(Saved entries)
##############################
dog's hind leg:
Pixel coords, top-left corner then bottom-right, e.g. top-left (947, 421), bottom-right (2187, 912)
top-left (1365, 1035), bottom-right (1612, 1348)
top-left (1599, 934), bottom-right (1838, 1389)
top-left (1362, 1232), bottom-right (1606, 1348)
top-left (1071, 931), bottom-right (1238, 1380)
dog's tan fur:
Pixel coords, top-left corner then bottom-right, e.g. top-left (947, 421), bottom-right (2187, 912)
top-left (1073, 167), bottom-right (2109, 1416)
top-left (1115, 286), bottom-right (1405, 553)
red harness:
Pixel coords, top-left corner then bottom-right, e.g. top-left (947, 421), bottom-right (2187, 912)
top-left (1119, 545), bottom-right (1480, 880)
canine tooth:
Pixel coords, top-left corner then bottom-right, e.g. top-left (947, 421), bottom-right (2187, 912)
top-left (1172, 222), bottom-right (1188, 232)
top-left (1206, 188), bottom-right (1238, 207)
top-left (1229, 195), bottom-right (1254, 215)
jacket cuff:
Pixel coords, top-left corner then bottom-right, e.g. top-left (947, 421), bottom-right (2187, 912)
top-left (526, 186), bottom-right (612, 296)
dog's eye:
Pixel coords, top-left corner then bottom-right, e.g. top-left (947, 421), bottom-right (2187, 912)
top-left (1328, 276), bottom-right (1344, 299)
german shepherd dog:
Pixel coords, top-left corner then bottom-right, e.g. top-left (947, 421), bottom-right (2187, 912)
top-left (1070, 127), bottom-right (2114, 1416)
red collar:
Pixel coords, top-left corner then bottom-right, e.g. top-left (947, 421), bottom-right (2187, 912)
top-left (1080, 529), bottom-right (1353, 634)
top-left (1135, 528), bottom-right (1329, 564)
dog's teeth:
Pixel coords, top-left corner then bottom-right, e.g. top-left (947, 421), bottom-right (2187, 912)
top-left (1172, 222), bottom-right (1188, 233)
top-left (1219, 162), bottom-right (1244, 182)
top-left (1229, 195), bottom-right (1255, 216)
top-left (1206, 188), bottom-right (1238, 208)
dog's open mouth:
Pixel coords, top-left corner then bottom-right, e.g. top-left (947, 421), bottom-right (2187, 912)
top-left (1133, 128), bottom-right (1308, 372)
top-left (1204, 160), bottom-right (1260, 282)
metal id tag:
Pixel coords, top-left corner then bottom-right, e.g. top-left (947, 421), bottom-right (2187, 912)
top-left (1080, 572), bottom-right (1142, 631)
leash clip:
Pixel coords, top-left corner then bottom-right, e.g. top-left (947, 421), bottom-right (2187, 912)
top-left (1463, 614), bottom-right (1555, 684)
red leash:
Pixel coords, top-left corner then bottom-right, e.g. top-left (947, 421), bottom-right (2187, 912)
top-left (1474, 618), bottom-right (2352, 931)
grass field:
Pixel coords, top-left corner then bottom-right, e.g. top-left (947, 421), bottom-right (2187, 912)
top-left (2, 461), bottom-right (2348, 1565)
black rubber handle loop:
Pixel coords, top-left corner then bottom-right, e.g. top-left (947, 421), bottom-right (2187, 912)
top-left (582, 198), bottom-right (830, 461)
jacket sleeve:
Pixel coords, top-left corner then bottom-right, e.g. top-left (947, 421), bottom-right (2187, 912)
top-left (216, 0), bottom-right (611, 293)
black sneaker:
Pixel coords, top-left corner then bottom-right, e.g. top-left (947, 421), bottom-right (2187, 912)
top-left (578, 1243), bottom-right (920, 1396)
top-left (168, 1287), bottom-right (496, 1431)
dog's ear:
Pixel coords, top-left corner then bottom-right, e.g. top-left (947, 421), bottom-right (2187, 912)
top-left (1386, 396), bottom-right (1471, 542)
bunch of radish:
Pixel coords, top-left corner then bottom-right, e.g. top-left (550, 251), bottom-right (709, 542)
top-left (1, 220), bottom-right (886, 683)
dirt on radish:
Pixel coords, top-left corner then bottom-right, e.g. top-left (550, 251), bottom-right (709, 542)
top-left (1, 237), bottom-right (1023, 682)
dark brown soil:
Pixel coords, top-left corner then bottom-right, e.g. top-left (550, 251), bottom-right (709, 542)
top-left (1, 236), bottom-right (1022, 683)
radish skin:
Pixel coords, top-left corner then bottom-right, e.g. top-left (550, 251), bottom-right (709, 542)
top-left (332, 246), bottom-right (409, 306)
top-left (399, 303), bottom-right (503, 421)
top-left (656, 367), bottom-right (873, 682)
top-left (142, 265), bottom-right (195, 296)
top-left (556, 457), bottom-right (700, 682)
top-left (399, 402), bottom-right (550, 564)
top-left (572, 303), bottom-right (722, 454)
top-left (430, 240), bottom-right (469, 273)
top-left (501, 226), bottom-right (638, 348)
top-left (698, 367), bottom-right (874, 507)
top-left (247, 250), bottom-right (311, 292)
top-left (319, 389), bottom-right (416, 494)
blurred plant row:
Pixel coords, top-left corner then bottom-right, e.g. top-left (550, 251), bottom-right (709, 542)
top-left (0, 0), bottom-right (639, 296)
##############################
TASK TO COMPLETE
Whichever lines of the data include the word "black", pull them out.

WRITTEN RESPONSE
black rubber handle loop:
black sneaker:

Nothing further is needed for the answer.